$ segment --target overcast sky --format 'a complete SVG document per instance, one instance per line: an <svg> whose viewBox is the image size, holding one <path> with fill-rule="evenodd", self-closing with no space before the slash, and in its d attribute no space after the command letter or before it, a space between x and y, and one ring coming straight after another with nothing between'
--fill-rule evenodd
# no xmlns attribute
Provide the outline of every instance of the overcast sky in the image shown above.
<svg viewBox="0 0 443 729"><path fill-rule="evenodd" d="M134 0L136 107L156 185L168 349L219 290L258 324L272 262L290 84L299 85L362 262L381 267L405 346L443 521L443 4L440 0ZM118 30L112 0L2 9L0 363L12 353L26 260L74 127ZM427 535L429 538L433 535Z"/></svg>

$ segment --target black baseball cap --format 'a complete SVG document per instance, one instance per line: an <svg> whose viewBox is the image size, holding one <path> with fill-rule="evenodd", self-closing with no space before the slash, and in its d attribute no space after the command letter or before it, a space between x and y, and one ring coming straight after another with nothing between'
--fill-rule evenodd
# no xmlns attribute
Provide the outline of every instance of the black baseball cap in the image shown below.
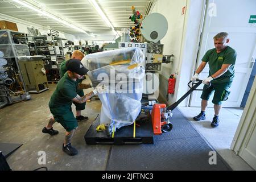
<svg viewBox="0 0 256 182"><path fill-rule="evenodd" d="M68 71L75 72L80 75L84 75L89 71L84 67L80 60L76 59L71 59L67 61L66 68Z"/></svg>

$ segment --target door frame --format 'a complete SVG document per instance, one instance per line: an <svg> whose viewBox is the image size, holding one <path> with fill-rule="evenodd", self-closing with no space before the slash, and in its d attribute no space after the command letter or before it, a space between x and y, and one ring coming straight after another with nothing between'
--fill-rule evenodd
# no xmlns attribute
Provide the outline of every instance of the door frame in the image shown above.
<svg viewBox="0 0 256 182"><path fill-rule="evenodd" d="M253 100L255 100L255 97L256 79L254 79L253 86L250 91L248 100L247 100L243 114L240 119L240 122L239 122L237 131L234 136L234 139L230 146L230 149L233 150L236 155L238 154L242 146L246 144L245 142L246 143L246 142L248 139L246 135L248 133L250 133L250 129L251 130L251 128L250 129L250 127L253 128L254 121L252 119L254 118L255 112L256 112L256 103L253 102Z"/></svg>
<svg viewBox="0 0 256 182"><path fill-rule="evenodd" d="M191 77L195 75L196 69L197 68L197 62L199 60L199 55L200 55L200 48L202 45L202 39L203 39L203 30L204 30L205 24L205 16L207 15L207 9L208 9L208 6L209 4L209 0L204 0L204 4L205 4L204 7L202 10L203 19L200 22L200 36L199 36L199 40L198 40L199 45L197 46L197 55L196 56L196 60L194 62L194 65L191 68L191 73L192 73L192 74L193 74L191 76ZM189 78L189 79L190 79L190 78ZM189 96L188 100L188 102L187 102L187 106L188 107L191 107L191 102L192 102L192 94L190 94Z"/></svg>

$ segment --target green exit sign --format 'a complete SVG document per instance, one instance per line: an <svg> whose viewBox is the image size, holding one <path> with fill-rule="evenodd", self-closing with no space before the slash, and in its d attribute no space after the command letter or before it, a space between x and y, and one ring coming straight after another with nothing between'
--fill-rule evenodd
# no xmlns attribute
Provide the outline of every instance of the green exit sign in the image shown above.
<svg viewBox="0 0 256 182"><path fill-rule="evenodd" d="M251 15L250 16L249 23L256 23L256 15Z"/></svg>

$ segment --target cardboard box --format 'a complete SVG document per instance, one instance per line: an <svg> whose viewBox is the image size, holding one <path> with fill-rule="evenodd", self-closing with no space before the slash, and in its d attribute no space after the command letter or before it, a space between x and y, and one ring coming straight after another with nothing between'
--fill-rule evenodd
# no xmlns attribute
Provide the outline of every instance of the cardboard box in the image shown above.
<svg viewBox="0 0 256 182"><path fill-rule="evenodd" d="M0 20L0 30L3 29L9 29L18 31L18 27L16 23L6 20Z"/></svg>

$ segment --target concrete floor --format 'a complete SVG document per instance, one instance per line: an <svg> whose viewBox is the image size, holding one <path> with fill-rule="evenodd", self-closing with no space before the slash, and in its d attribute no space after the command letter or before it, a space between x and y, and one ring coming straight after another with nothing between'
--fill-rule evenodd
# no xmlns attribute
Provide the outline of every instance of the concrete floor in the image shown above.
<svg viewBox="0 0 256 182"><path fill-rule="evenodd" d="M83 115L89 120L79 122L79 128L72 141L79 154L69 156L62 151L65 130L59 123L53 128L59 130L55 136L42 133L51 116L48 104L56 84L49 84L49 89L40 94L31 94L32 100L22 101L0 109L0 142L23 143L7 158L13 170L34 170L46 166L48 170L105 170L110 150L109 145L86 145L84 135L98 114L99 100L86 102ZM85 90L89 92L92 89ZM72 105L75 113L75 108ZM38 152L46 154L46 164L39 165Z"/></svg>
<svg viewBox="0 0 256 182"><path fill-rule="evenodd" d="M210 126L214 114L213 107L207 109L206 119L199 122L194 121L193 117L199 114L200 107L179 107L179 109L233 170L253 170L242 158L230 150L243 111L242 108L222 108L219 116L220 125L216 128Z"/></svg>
---
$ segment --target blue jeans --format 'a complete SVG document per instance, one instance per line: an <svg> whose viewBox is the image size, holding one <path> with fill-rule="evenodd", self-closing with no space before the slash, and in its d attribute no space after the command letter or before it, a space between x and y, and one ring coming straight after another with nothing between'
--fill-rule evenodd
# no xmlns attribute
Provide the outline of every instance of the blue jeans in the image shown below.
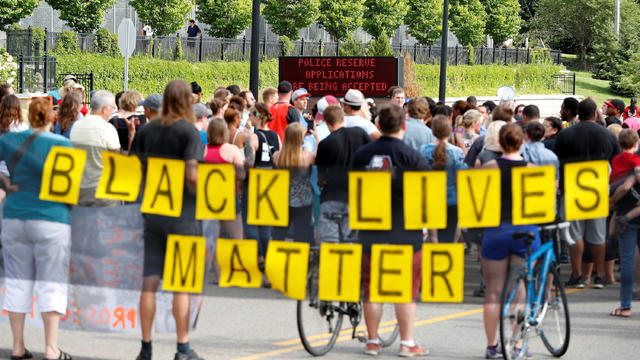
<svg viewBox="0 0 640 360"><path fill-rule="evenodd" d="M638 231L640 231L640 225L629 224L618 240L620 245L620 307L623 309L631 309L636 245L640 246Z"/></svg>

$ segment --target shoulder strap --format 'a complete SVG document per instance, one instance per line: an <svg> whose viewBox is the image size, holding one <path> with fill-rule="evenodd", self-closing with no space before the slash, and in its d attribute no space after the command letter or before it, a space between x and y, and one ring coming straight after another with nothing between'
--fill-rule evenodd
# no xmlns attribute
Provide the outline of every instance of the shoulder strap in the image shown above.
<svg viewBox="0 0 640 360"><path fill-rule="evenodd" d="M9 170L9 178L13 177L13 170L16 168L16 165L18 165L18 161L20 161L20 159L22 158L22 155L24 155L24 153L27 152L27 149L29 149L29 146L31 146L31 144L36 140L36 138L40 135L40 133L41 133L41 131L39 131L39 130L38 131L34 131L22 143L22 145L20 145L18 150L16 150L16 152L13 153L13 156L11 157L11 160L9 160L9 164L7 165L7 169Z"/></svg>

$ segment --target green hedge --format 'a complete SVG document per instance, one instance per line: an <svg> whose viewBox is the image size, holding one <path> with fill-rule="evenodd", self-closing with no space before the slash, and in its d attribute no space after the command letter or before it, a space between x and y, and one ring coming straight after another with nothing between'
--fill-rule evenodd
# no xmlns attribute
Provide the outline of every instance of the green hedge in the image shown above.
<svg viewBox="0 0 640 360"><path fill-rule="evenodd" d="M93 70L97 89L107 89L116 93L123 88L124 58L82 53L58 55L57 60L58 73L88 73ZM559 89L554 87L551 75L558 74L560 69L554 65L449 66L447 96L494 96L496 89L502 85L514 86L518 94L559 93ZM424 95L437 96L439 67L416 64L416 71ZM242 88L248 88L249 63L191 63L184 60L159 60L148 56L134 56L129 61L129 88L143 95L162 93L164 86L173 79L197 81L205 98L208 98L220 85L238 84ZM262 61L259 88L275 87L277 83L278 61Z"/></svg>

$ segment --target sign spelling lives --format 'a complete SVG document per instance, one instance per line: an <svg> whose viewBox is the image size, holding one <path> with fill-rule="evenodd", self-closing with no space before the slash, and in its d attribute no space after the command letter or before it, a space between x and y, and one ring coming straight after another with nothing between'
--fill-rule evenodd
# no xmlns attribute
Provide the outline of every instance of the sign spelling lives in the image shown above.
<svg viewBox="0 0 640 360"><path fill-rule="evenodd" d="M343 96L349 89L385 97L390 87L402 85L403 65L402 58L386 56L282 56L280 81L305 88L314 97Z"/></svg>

• [What to do] Reproduce verbatim the span that opens with the line containing "segment --target cardboard" and closes with the line containing "20L0 30L3 29L9", with both of those lines included.

• [The completed task]
$ segment --target cardboard box --format 'a complete SVG document per instance, one instance per line: an <svg> whose viewBox is the image size, holding one <path> with fill-rule="evenodd", self-closing with no space before the slash, and in its d attribute no space after the command letter or before it, a space between x and y, and one ring coming straight after another with nothing between'
--fill-rule evenodd
# no xmlns attribute
Provide the outline of every instance of the cardboard box in the image shown above.
<svg viewBox="0 0 256 182"><path fill-rule="evenodd" d="M0 20L0 30L3 29L9 29L18 31L18 27L16 23L6 20Z"/></svg>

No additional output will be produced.